> [阅读材料]
►
在 SQL 中增加 HAVING 子句原因是,WHERE 关键字无法与聚合函数一起使用。
HAVING 子句可以让我们筛选分组后的各组数据。
SELECT column_name, aggregate_function(column_name) FROM table_name WHERE column_name operator value GROUP BY column_name HAVING aggregate_function(column_name) operator value;
在本教程中,我们将使用 web3 样本数据库。
下面是选自 "Websites" 表的数据:
+----+--------------+---------------------------+-------+---------+ | id | name | url | alexa | country | +----+--------------+---------------------------+-------+---------+ | 1 | Google | https://www.google.cm/ | 1 | USA | | 2 | 淘宝 | https://www.taobao.com/ | 13 | CN | | 3 | 芝麻教程 | http://www.web3.xin/ | 4689 | CN | | 4 | 微博 | http://weibo.com/ | 20 | CN | | 5 | Facebook | https://www.facebook.com/ | 3 | USA | | 7 | stackoverflow | http://stackoverflow.com/ | 0 | IND | +----+---------------+---------------------------+-------+---------+
下面是 "access_log" 网站访问记录表的数据:
mysql> SELECT * FROM access_log; +-----+---------+-------+------------+ | aid | site_id | count | date | +-----+---------+-------+------------+ | 1 | 1 | 45 | 2016-05-10 | | 2 | 3 | 100 | 2016-05-13 | | 3 | 1 | 230 | 2016-05-14 | | 4 | 2 | 10 | 2016-05-14 | | 5 | 5 | 205 | 2016-05-14 | | 6 | 4 | 13 | 2016-05-15 | | 7 | 3 | 220 | 2016-05-15 | | 8 | 5 | 545 | 2016-05-16 | | 9 | 3 | 201 | 2016-05-17 | +-----+---------+-------+------------+ 9 rows in set (0.00 sec)
现在我们想要查找总访问量大于 200 的网站。
我们使用下面的 SQL 语句:
SELECT Websites.name, Websites.url, SUM(access_log.count) AS nums FROM (access_log INNER JOIN Websites ON access_log.site_id=Websites.id) GROUP BY Websites.name HAVING SUM(access_log.count) > 200;执行以上 SQL 输出结果如下:
mysql> select websites.name, websites.url, sum(access_log.count) as nums from (access_log
-> inner join websites on access_log.site_id = websites.id)
◄
> [给定清单]
►
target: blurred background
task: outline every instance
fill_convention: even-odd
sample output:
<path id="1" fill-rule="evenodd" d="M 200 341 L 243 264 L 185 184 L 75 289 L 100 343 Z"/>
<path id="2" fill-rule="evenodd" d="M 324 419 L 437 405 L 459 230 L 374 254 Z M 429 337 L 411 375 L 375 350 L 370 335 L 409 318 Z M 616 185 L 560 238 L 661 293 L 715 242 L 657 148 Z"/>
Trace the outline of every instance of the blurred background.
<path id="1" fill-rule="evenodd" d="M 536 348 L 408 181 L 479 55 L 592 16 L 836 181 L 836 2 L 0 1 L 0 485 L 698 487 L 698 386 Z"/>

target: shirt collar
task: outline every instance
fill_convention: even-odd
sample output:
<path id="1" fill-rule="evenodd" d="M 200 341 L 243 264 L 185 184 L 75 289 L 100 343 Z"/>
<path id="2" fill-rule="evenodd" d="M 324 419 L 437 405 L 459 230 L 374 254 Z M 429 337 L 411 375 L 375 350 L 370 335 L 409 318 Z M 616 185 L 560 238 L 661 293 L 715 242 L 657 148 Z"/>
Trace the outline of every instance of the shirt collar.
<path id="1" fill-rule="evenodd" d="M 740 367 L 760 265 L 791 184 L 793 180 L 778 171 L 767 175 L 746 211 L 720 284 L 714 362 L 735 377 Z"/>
◄
> [练习题目]
1 > 根据关于 HAVING 子句的阅读材料，SQL 中增加 HAVING 子句的原因是什么？
2 > 请接着关于 HAVING 子句的阅读材料的最后一句往下写。
上面的清单与本练习无关。

> [练习答案]
1 > 因为 WHERE 关键字无法与聚合函数一起使用。

2 >
-> group by websites.name HAVING SUM(access_log.count) > 200;
+----------+---------------------------+------+
| name | url | nums |
+----------+---------------------------+------+
| Facebook | https://www.facebook.com/ | 750 |
| Google | https://www.google.cm/ | 275 |
| 芝麻教程 | http://www.web3.xin/ | 521 |
+----------+---------------------------+------+
3 rows in set (0.01 sec)
现在我们想要查找总访问量大于 200 的网站,并且 alexa 排名小于 200。
我们在 SQL 语句中增加一个普通的 WHERE 子句:
SELECT Websites.name, SUM(access_log.count) AS nums FROM Websites INNER JOIN access_log ON Websites.id=access_log.site_id WHERE Websites.alexa < 200 GROUP BY Websites.name HAVING SUM(access_log.count) > 200;执行以上 SQL 输出结果如下:
mysql> select websites.name, websites.url, sum(access_log.count) from websites
-> inner join access_log
-> on websites.id = access_log.site_id
-> where websites.alexa < 200
-> group by websites.name
-> HAVING sum(access_log.count) > 200;
+----------+---------------------------+-----------------------+
| name | url | sum(access_log.count) |
+----------+---------------------------+-----------------------+
| Facebook | https://www.facebook.com/ | 750 |
| Google | https://www.google.cm/ | 275 |
+----------+---------------------------+-----------------------+
2 rows in set (0.01 sec)